#### Input material ####
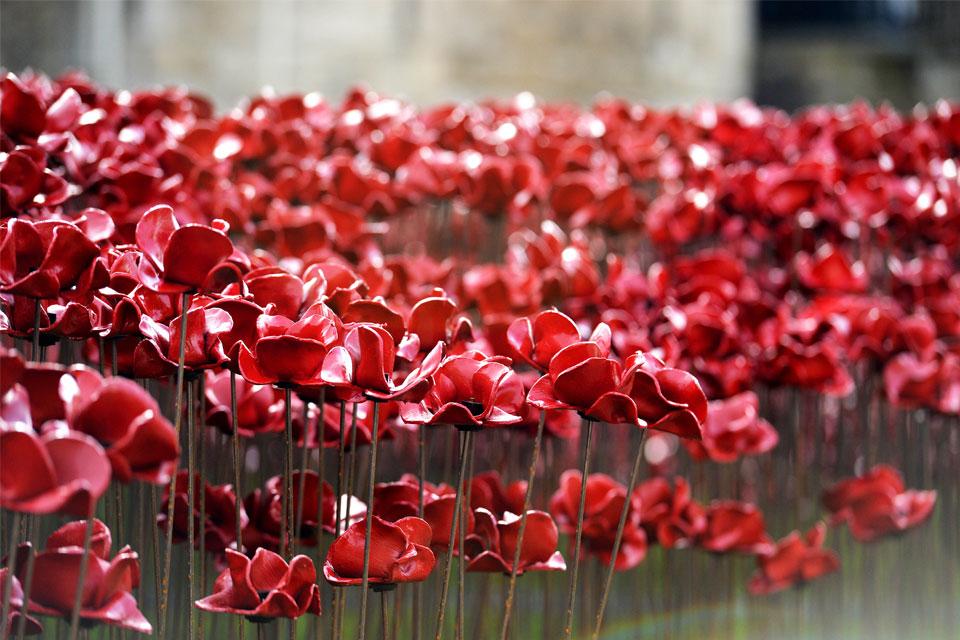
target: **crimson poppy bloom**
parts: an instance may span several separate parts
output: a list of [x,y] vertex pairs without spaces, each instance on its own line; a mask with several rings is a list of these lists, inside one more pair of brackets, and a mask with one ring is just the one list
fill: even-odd
[[[226,311],[195,306],[187,311],[184,366],[211,369],[227,361],[220,336],[233,328]],[[133,374],[138,378],[165,378],[176,372],[180,360],[180,316],[166,327],[149,316],[141,316],[144,339],[133,354]]]
[[505,358],[479,352],[446,358],[433,374],[433,387],[419,404],[405,403],[409,424],[498,427],[522,419],[523,383]]
[[[4,567],[0,569],[0,601],[10,603],[10,613],[7,615],[7,629],[16,629],[20,624],[20,610],[23,608],[23,587],[16,576],[10,580],[10,598],[6,597],[7,575],[9,569]],[[43,633],[43,626],[33,616],[27,616],[27,622],[24,627],[24,635],[35,636]]]
[[62,220],[11,219],[2,229],[0,256],[0,291],[5,293],[56,298],[68,289],[82,293],[106,284],[106,269],[97,261],[100,249],[76,225]]
[[854,538],[870,542],[920,526],[933,513],[937,492],[907,490],[899,471],[876,465],[828,487],[821,498],[833,524],[847,522]]
[[898,353],[884,366],[883,383],[894,406],[960,414],[960,356],[956,354]]
[[69,376],[60,379],[60,397],[70,427],[104,446],[117,480],[170,481],[180,446],[157,401],[142,387],[74,367]]
[[438,342],[402,382],[394,382],[397,348],[380,325],[356,324],[347,329],[343,346],[330,349],[321,380],[343,393],[370,400],[419,401],[429,391],[430,376],[440,367],[443,343]]
[[[579,471],[564,471],[560,476],[560,487],[550,498],[550,513],[562,533],[573,534],[577,530],[580,478]],[[597,556],[605,564],[610,562],[620,514],[626,500],[627,488],[610,476],[602,473],[591,473],[587,476],[581,544],[585,553]],[[647,536],[639,526],[638,506],[631,499],[614,565],[614,568],[620,571],[632,569],[643,562],[647,555]]]
[[862,262],[851,262],[843,249],[830,243],[821,245],[812,256],[799,253],[793,261],[803,286],[815,291],[866,291],[869,275]]
[[[394,523],[371,518],[369,582],[397,584],[420,582],[433,570],[430,525],[420,518],[401,518]],[[323,565],[323,577],[332,585],[363,582],[363,552],[366,521],[357,522],[333,541]]]
[[442,289],[420,299],[410,308],[407,331],[420,339],[421,348],[429,348],[438,342],[453,346],[474,339],[470,320],[457,316],[457,305]]
[[240,344],[240,372],[252,384],[316,385],[328,349],[337,341],[333,312],[318,303],[294,322],[263,314],[252,350]]
[[[464,542],[467,571],[499,572],[513,570],[513,557],[520,535],[520,516],[506,513],[500,520],[484,508],[474,510],[477,524]],[[527,511],[523,547],[517,575],[525,571],[565,571],[567,563],[557,551],[560,533],[549,513]]]
[[257,549],[252,559],[233,549],[226,554],[227,568],[217,576],[213,593],[194,603],[197,608],[246,616],[251,622],[320,615],[317,570],[307,556],[287,564],[266,549]]
[[[419,512],[420,481],[413,474],[405,473],[396,482],[385,482],[376,485],[373,490],[373,495],[373,514],[383,518],[387,522],[396,522],[401,518],[416,516]],[[447,485],[436,486],[424,481],[424,505],[436,502],[439,498],[443,497],[455,497],[453,487]],[[448,510],[449,514],[446,513]],[[453,522],[453,502],[448,500],[440,507],[430,509],[429,513],[426,512],[426,506],[424,506],[424,518],[428,524],[431,524],[431,529],[437,533],[436,536],[433,536],[433,544],[436,547],[447,540],[450,535],[450,525]],[[431,520],[436,522],[435,527],[431,523]],[[446,521],[446,533],[443,533],[443,521]]]
[[767,535],[763,513],[755,505],[731,500],[707,507],[707,524],[698,544],[707,551],[764,554],[773,545]]
[[[597,330],[603,333],[600,325]],[[598,340],[600,336],[597,336]],[[522,362],[546,372],[550,360],[558,351],[571,344],[580,342],[580,330],[568,316],[556,309],[541,311],[532,318],[518,318],[507,329],[511,355]],[[598,340],[594,340],[597,342]],[[601,341],[601,351],[603,344]],[[609,352],[609,343],[606,350]]]
[[753,391],[710,403],[703,423],[703,440],[684,440],[694,460],[735,462],[742,455],[770,451],[780,439],[773,425],[757,413],[759,399]]
[[663,547],[689,547],[707,527],[703,505],[691,499],[689,483],[679,476],[673,488],[664,478],[650,478],[633,490],[633,497],[640,502],[640,525]]
[[[230,372],[207,371],[204,391],[207,398],[207,424],[224,433],[233,432],[231,418]],[[282,415],[273,411],[274,405],[283,403],[277,390],[270,385],[250,384],[245,378],[236,378],[237,384],[237,430],[245,438],[257,433],[283,430]]]
[[200,290],[207,275],[233,253],[226,231],[223,221],[181,226],[169,206],[149,209],[137,223],[140,281],[166,293]]
[[86,516],[110,484],[107,454],[82,433],[2,431],[0,460],[0,506],[12,511]]
[[[70,618],[83,562],[86,526],[85,520],[65,524],[50,534],[45,549],[36,554],[28,611]],[[153,627],[137,609],[137,601],[131,594],[140,584],[137,553],[126,546],[110,560],[111,546],[110,530],[94,520],[80,619],[84,624],[103,623],[152,633]],[[20,582],[26,582],[24,574],[30,553],[33,550],[29,544],[21,545],[18,550],[18,554],[24,556],[17,558]]]
[[750,593],[775,593],[838,570],[837,554],[823,548],[826,535],[826,525],[818,522],[806,535],[794,531],[779,540],[776,547],[758,555],[758,571],[750,578]]
[[469,480],[470,508],[486,509],[497,518],[506,512],[520,513],[527,497],[527,481],[517,480],[504,487],[500,473],[484,471]]
[[701,439],[708,405],[696,377],[639,352],[627,357],[623,369],[620,388],[636,405],[638,424]]
[[[173,505],[173,541],[186,542],[189,537],[189,471],[181,469],[177,472],[177,493]],[[200,512],[200,498],[195,497],[193,508],[194,530],[201,531],[203,526],[203,550],[220,553],[227,549],[236,539],[237,509],[240,509],[241,526],[249,522],[243,504],[237,500],[233,486],[229,484],[212,486],[204,481],[200,474],[194,474],[196,491],[203,491],[204,512]],[[163,505],[157,513],[157,525],[164,531],[167,529],[167,514],[170,505],[169,487],[163,492]],[[201,523],[201,518],[203,522]],[[200,548],[200,536],[194,539],[194,548]]]

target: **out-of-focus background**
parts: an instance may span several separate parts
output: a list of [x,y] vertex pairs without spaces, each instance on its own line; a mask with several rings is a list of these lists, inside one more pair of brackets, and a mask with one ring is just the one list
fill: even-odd
[[220,109],[265,85],[419,104],[520,91],[795,109],[960,96],[960,2],[0,0],[0,64],[116,88],[186,84]]

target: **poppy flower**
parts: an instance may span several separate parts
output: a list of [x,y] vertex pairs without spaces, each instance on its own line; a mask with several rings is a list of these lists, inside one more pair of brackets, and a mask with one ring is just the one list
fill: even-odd
[[[477,524],[464,542],[467,571],[511,573],[520,535],[520,516],[508,512],[497,520],[488,510],[479,508],[474,511],[474,517]],[[517,575],[525,571],[565,571],[567,564],[556,550],[559,538],[557,525],[549,513],[527,511]]]
[[347,329],[343,346],[330,349],[320,377],[325,384],[356,398],[421,400],[430,389],[430,376],[440,367],[443,343],[438,342],[399,383],[393,379],[396,354],[393,337],[381,325],[356,324]]
[[527,496],[527,482],[517,480],[504,486],[497,471],[484,471],[469,480],[470,508],[486,509],[497,518],[506,512],[520,513]]
[[[383,518],[387,522],[396,522],[401,518],[415,516],[419,512],[420,504],[420,481],[410,473],[403,474],[396,482],[384,482],[376,485],[373,490],[373,514]],[[424,505],[431,504],[442,497],[454,496],[453,487],[447,485],[435,486],[430,482],[423,483],[423,502]],[[449,502],[449,501],[448,501]],[[426,507],[424,507],[426,510]],[[449,509],[449,516],[443,518],[437,516],[441,512]],[[447,540],[450,536],[450,526],[453,521],[453,503],[450,502],[442,508],[431,509],[429,514],[437,521],[437,526],[431,529],[437,532],[434,536],[435,544]],[[431,524],[428,514],[424,513],[427,523]],[[443,534],[442,521],[446,521],[447,531]],[[468,527],[469,528],[469,527]],[[441,535],[442,534],[442,535]]]
[[[86,526],[85,520],[63,525],[50,534],[44,550],[36,554],[28,611],[70,618],[83,563]],[[137,609],[137,601],[131,594],[140,584],[137,553],[126,546],[111,560],[111,546],[110,530],[94,520],[80,620],[86,625],[103,623],[152,633],[153,627]],[[24,574],[30,553],[33,550],[29,545],[18,549],[18,554],[24,556],[17,558],[17,578],[21,583],[26,582]]]
[[[564,347],[580,342],[580,330],[568,316],[556,309],[541,311],[532,318],[518,318],[507,330],[511,355],[545,373],[550,361]],[[600,352],[610,351],[610,331],[600,324],[591,336]]]
[[799,253],[794,268],[803,286],[814,291],[860,293],[866,291],[869,274],[862,262],[851,262],[843,249],[821,245],[812,256]]
[[828,487],[822,501],[833,524],[847,522],[854,538],[870,542],[920,526],[933,513],[937,492],[907,490],[899,471],[877,465]]
[[137,223],[140,281],[166,293],[200,290],[207,275],[233,253],[226,230],[222,221],[181,226],[167,205],[149,209]]
[[89,515],[110,484],[110,460],[90,436],[0,431],[0,506],[26,513]]
[[691,499],[690,485],[681,477],[674,486],[664,478],[651,478],[633,490],[640,502],[640,525],[651,541],[668,549],[692,546],[706,530],[706,510]]
[[[231,418],[230,372],[207,371],[204,388],[207,399],[207,424],[224,433],[233,432]],[[251,438],[257,433],[283,430],[283,421],[278,420],[274,405],[283,403],[277,390],[270,385],[250,384],[245,378],[236,378],[237,429],[241,436]]]
[[219,334],[219,338],[220,344],[223,345],[223,351],[227,354],[227,362],[223,364],[223,367],[239,375],[240,346],[245,344],[247,347],[253,347],[256,344],[259,335],[257,333],[257,321],[263,314],[263,309],[259,305],[242,298],[221,298],[209,303],[207,308],[222,309],[233,320],[233,326],[230,330]]
[[257,549],[252,559],[233,549],[226,555],[227,568],[217,576],[213,593],[194,603],[197,608],[246,616],[251,622],[320,615],[317,570],[307,556],[287,564],[267,549]]
[[708,405],[696,377],[639,352],[627,357],[623,369],[620,389],[633,400],[638,424],[682,438],[701,439]]
[[508,362],[479,352],[446,358],[423,401],[403,404],[401,417],[409,424],[476,428],[520,422],[523,383]]
[[742,455],[770,451],[780,437],[777,430],[757,413],[759,400],[753,391],[710,403],[703,423],[703,440],[684,440],[694,460],[735,462]]
[[74,367],[60,379],[59,393],[70,428],[104,446],[114,478],[170,481],[180,454],[176,434],[157,401],[140,385]]
[[[373,516],[370,530],[369,582],[397,584],[420,582],[436,562],[430,551],[430,525],[420,518],[401,518],[394,523]],[[366,521],[347,527],[330,545],[323,577],[332,585],[363,582]]]
[[714,553],[763,554],[773,544],[767,535],[763,514],[755,505],[730,500],[707,507],[707,524],[699,545]]
[[473,342],[470,320],[457,316],[457,305],[443,290],[417,301],[407,316],[407,331],[420,339],[421,348],[444,342],[452,346],[458,342]]
[[[564,471],[560,476],[560,487],[550,498],[550,514],[556,519],[561,533],[573,534],[577,530],[580,478],[579,471],[572,469]],[[592,473],[587,476],[581,534],[581,544],[585,553],[596,555],[603,563],[610,562],[613,542],[620,524],[620,514],[627,499],[627,488],[610,476],[602,473]],[[617,570],[631,569],[643,562],[647,555],[647,536],[639,526],[637,506],[631,499],[614,566]]]
[[100,249],[69,222],[13,218],[2,229],[0,256],[0,291],[5,293],[56,298],[68,289],[87,291],[98,279],[106,284],[106,269],[97,261]]
[[573,409],[598,422],[638,424],[637,405],[627,394],[632,376],[624,380],[622,373],[596,342],[577,342],[553,356],[527,402],[538,409]]
[[296,322],[263,314],[252,350],[240,344],[240,372],[252,384],[320,384],[324,358],[336,341],[337,320],[322,303]]
[[826,534],[826,526],[819,522],[806,535],[794,531],[772,550],[758,555],[758,571],[750,578],[750,593],[775,593],[838,570],[837,554],[823,548]]
[[[23,587],[20,586],[20,581],[16,576],[12,576],[10,579],[10,597],[6,597],[7,589],[7,574],[10,572],[9,569],[4,567],[0,569],[0,600],[10,603],[10,613],[7,615],[7,629],[16,629],[20,624],[20,610],[23,608]],[[40,633],[43,633],[43,626],[37,621],[36,618],[32,616],[27,616],[26,625],[24,626],[24,635],[35,636]]]
[[[188,494],[189,471],[181,469],[177,472],[177,493],[174,498],[173,508],[173,541],[176,543],[186,542],[189,537],[190,502]],[[193,508],[194,530],[201,531],[203,526],[203,550],[215,553],[222,552],[228,548],[236,538],[236,517],[237,509],[240,509],[241,526],[246,526],[249,522],[247,513],[243,504],[239,503],[237,496],[233,491],[233,486],[229,484],[212,486],[204,481],[200,474],[194,474],[194,486],[196,491],[203,491],[204,512],[200,513],[200,499],[195,498]],[[157,525],[164,531],[167,528],[167,517],[170,505],[170,489],[167,488],[163,493],[163,505],[157,513]],[[204,522],[201,523],[200,519]],[[200,548],[200,536],[194,539],[194,547]]]
[[[133,355],[133,373],[138,378],[165,378],[176,372],[180,360],[180,316],[166,327],[150,316],[140,317],[143,340]],[[226,311],[195,306],[187,311],[184,366],[212,369],[226,362],[220,336],[233,328]]]
[[904,408],[928,407],[960,414],[960,356],[911,351],[898,353],[883,368],[883,383],[891,404]]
####
◆ Work item
When the records above are checked line by line, how many lines contain the word "target"? Please give only that number.

◆ Solved exercise
3